[Given exercise] Reproduce verbatim the stretch of the records below from their first line through the line containing "M 184 183 L", including both of those lines.

* begin Items *

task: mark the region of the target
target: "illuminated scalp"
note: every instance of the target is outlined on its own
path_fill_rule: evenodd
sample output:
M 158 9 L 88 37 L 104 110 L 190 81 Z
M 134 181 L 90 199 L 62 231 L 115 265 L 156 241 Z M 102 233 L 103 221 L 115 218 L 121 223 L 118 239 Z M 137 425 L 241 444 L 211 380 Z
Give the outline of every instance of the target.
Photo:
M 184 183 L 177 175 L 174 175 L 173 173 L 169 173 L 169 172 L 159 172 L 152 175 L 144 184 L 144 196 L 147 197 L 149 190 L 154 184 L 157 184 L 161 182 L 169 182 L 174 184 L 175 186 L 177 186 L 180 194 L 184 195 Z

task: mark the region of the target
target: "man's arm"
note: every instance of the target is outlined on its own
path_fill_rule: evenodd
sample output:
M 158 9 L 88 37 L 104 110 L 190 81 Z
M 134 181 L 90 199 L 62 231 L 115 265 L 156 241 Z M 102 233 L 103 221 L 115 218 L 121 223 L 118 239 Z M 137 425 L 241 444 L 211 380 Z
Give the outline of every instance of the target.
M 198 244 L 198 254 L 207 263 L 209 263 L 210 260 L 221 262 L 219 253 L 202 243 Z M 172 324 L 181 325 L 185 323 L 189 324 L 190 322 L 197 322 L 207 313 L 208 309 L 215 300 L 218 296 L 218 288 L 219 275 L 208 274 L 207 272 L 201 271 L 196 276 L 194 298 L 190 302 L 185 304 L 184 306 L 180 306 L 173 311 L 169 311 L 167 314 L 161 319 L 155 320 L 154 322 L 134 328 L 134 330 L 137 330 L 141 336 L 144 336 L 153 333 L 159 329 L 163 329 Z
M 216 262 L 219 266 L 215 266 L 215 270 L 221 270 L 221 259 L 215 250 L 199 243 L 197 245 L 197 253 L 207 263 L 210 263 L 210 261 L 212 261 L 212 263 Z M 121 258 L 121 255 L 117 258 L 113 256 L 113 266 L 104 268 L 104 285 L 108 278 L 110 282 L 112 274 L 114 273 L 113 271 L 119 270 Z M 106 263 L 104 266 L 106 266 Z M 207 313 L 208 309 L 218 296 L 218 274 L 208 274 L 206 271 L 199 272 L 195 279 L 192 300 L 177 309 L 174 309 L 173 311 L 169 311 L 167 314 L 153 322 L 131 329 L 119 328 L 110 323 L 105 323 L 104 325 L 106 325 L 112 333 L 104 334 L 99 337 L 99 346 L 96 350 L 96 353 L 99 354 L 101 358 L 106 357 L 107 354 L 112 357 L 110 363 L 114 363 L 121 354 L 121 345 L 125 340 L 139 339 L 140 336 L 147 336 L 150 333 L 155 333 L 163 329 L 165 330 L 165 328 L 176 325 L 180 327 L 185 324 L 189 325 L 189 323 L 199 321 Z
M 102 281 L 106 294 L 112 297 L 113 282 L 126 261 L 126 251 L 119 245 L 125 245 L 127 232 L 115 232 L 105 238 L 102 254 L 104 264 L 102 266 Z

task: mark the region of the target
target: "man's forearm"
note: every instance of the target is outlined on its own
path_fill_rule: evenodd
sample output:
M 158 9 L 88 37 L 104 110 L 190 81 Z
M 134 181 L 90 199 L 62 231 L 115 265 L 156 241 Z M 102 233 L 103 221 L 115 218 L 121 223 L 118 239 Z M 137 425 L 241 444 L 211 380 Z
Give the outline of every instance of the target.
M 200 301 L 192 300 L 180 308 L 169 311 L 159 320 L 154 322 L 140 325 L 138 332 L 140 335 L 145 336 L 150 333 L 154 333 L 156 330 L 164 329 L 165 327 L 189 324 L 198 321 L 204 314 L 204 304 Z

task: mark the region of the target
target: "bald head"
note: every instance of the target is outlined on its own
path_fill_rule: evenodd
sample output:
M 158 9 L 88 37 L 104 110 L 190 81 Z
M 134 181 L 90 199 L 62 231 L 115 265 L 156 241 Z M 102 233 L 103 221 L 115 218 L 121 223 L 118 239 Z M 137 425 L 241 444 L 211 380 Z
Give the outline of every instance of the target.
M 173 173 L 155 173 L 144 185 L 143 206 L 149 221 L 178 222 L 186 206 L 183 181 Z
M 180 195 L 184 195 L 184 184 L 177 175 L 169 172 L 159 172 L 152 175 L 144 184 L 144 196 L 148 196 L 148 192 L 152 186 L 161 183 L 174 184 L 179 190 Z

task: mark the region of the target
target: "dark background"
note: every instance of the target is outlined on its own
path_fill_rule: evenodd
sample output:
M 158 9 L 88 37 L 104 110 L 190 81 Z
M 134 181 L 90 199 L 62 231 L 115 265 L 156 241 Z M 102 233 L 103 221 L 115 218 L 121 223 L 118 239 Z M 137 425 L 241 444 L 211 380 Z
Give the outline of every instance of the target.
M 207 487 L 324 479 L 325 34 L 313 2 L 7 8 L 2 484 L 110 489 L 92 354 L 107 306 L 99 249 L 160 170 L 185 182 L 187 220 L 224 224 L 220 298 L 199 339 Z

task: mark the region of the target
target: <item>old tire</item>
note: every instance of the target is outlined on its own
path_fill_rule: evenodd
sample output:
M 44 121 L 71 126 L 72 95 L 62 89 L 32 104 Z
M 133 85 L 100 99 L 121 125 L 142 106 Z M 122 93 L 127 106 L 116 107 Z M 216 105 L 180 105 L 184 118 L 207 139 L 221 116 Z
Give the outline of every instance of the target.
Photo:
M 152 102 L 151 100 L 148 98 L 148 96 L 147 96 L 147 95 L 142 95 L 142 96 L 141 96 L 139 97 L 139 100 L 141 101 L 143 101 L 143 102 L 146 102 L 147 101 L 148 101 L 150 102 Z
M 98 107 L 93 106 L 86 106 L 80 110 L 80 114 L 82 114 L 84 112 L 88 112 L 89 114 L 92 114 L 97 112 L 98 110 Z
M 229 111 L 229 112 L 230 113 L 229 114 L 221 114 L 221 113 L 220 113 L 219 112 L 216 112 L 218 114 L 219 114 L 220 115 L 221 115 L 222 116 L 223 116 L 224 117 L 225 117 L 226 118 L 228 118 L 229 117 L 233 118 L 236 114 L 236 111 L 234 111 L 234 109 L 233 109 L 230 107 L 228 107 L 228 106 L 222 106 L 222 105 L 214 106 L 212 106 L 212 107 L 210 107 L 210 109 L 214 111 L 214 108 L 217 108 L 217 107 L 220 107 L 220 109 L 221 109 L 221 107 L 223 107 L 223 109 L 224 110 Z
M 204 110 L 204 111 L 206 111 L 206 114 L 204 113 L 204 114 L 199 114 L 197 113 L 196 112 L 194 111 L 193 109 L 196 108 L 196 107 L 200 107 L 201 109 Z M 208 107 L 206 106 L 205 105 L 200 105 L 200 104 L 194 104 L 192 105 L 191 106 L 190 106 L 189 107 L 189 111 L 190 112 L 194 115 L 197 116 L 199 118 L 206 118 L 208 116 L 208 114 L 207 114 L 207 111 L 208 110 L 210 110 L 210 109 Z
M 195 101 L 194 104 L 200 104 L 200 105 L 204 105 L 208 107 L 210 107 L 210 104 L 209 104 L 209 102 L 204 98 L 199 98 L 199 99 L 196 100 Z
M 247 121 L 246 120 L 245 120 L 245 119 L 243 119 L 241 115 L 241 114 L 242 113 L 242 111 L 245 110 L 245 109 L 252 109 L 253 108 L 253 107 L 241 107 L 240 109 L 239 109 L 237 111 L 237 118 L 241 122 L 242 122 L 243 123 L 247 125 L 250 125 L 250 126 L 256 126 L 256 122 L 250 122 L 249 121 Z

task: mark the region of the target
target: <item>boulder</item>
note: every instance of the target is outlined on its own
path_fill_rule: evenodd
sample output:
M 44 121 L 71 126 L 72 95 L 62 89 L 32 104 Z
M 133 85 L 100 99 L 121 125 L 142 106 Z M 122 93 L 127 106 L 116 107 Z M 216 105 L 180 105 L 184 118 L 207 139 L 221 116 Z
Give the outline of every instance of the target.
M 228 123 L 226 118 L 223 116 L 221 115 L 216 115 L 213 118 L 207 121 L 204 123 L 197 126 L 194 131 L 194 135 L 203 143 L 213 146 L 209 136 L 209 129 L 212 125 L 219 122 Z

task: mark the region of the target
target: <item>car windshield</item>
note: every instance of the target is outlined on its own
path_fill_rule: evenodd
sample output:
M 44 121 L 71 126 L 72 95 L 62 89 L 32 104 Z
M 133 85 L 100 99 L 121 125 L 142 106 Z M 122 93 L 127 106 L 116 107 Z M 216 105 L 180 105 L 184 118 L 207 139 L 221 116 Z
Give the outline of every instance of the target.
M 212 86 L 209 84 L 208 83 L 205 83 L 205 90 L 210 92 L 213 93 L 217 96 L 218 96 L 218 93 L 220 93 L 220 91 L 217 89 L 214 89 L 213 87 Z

* end Items *

[Written answer]
task: mark the region of the target
target: "illuminated scalp"
note: every instance of the target is outlined on its own
path_fill_rule: evenodd
sample output:
M 158 9 L 88 37 L 104 110 L 190 81 Z
M 134 181 L 90 199 L 62 231 L 115 265 L 156 241 Z M 102 233 L 103 221 L 115 218 L 121 223 L 118 239 Z M 137 425 L 241 444 L 211 380 Z
Give the outline of every instance of the target.
Photo:
M 184 183 L 177 175 L 174 175 L 173 173 L 169 173 L 169 172 L 159 172 L 152 175 L 144 184 L 144 196 L 147 197 L 149 190 L 154 184 L 157 184 L 161 182 L 169 182 L 174 184 L 175 186 L 177 186 L 180 194 L 184 195 Z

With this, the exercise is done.